§ **STORED RECORDS**:
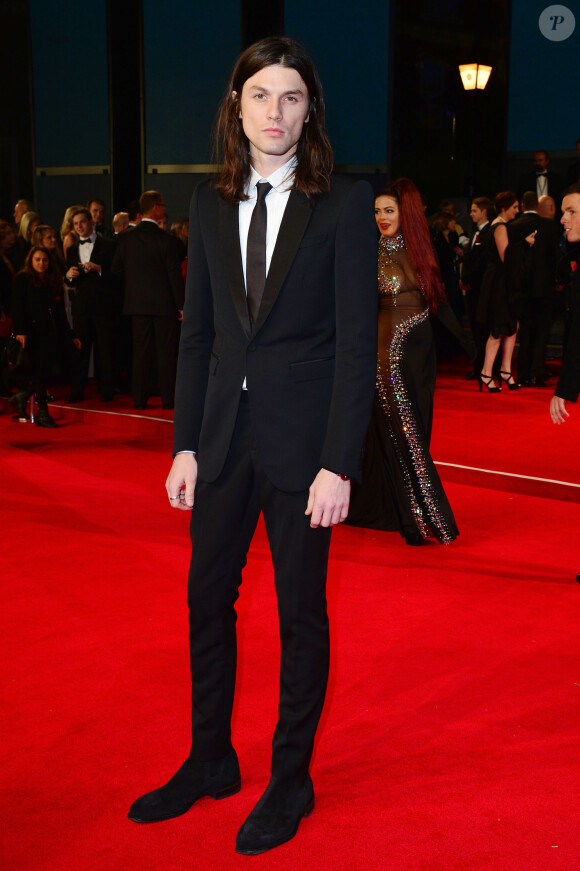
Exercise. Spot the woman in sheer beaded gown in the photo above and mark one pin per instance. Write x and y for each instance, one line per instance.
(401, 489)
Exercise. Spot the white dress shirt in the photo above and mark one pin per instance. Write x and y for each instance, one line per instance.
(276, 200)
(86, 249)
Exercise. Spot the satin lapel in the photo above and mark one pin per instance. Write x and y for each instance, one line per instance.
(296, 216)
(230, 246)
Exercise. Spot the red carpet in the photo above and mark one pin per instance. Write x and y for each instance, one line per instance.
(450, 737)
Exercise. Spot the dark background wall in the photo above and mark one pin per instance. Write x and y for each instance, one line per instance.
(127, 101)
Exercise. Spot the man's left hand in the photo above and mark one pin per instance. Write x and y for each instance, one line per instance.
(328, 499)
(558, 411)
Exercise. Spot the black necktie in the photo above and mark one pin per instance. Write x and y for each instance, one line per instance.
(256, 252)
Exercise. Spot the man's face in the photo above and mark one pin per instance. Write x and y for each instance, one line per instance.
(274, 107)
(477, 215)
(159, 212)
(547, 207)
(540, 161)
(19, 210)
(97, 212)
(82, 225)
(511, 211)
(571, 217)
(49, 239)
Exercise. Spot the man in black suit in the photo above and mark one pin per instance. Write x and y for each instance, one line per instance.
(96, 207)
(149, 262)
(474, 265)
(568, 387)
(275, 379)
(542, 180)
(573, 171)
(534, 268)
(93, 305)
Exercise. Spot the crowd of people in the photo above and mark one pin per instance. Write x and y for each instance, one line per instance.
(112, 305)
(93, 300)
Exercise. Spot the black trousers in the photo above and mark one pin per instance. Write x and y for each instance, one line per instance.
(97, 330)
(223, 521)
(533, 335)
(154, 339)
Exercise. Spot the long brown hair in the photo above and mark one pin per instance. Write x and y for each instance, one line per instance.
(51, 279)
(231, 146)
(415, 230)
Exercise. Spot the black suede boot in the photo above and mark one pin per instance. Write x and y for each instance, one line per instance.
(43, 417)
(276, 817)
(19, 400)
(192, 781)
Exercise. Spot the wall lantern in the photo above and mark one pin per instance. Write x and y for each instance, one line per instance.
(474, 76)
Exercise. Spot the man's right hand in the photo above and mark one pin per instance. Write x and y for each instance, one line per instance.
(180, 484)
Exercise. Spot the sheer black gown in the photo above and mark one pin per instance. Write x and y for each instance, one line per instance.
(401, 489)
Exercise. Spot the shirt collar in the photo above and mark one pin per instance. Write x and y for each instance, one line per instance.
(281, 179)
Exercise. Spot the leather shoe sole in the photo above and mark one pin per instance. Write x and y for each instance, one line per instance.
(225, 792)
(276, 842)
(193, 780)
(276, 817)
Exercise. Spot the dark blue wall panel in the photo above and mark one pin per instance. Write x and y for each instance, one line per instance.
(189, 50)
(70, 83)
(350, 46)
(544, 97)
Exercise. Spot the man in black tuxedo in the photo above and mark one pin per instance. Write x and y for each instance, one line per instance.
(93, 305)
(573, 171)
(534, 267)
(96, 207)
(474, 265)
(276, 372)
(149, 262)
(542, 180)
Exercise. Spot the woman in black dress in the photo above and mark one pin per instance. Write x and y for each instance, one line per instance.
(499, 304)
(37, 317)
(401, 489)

§ **DIRECTION**: Copy all of the data above word for word, but leave out the picture.

§ **COMPLETE OUTPUT**:
Exercise. Spot the woman in sheer beaded gown in the photo above and mark one pin per instance. Write x and y for each instance, one line per instance.
(401, 489)
Exercise. Spot the white dress shirt in the photo above and mark one pin per instance. Write x and y for each instance, one line per instance.
(276, 200)
(86, 249)
Exercise. Spot the satin lapel in the photo above and mark one pin per instance. Write x and y for each instance, one line per instance.
(296, 216)
(230, 246)
Exercise. Spot the red carpet in the photo above and mark one pin per instance. Write x and y for each instance, one line per instance.
(450, 737)
Exercise. Spot the dark background wall in the photo above and mark one pin per instance. Write x and y for each instance, one line per instance.
(127, 101)
Exercise. Spot the man's left hand in the photo above and mark one pin per instance. Write x and y for each instance, one line per instance.
(328, 499)
(558, 411)
Exercise. Spot the black necktie in the photo above and mark one pin per instance. Write x and y for each instance, one line per instance.
(256, 252)
Exercise. Spot the man's face in the photo above and mark one pin per instance. Write x and y for each instance, one line per instance.
(274, 107)
(477, 215)
(159, 212)
(547, 207)
(540, 161)
(19, 210)
(97, 212)
(82, 225)
(511, 211)
(571, 217)
(49, 239)
Exercise. Spot the man in black suit in the photo above and mark one pin per instance. Write x and y for each instance, one line per instance.
(96, 207)
(149, 262)
(474, 265)
(568, 387)
(275, 379)
(542, 180)
(573, 171)
(534, 268)
(93, 305)
Exercise. Spot the crowd of people in the photo above and mark one pin per instance. Write x and y for each instance, one line per instance.
(112, 305)
(93, 300)
Exercise. Spot the black trousers in the photo above and mark one pin per instance. Write x and y for each instance, one line per instance.
(97, 330)
(223, 521)
(533, 335)
(154, 339)
Exercise. Spot the long brown hair in the photo above and mark one pin per instance. Write x and y for each instance, one line per instance.
(51, 279)
(231, 146)
(415, 230)
Exercise. Spot the black suede boot in the photo above and mark one pin per instance. Write x and y for each instance, one line per instance.
(43, 417)
(276, 817)
(19, 400)
(192, 781)
Exercise. Spot the wall lantern in the photo above and mark one pin per instance. Write x and y for each instance, one line per instance.
(474, 76)
Exercise. Spot the man's right hand in the photo above and mark one pin per instance. Write x and y for each instance, one line per instance.
(180, 484)
Exercise. Spot the sheer black gown in the photo above and mark one pin per instance. Write x and y for each instance, one line per instance.
(401, 489)
Exercise. Spot the shirt collar in the photo above and mark one pin per instance. Write x and y for each instance, one line per instance.
(281, 179)
Exercise. Spot the leather shoe sole in the photo above and mark one pin per instance. Write x and y for each instance, one line per instance.
(225, 792)
(276, 842)
(193, 780)
(276, 817)
Exercise. Spot the dark blue wall panel in the photo above and mark one pin per instance. Write x and y for each instance, one line per instance.
(189, 50)
(70, 83)
(350, 46)
(544, 97)
Exercise. Spot the man in black tuxedo in the photo above and mark one pin per instance. Write x and y for each instance, one line per instance.
(93, 305)
(573, 171)
(534, 267)
(96, 207)
(474, 265)
(276, 372)
(149, 262)
(542, 180)
Exercise. Spot the woman in black dress in the photo above and mark one pin per instance. Write x and y for each instance, one line per instance.
(499, 304)
(37, 317)
(401, 489)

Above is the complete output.